Stored records:

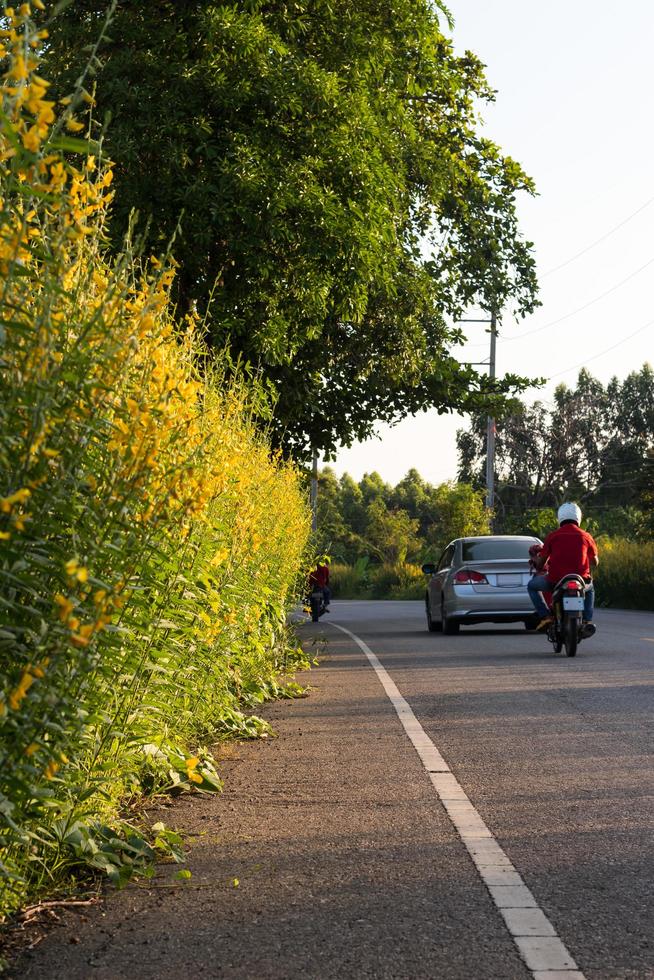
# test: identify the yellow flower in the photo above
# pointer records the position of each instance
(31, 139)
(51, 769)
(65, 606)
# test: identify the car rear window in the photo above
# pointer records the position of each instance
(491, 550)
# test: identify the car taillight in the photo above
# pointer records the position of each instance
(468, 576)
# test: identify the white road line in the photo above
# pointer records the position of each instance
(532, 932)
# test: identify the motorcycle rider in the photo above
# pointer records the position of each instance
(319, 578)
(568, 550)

> [Exercise objective]: Render the records from the line with "# test: identify the car rear" through the end of the records as a two-column CSV with the headers instruction and response, one row per record. Put each record's text and its answer in one quoted field apiece, with line breaks changed to spaces.

> [The response]:
instruction,response
"# test: identify the car rear window in the photo above # pointer records the position of each instance","(491, 550)"
"# test: identify the car taillight in the photo above # pointer records the position of each instance","(468, 576)"
"# test: identify the white road line in the photo above # pointer records the position of each instance","(532, 932)"
"# test: identify the motorcycle rider in the photo above # pointer records the position of each instance","(319, 578) (568, 550)"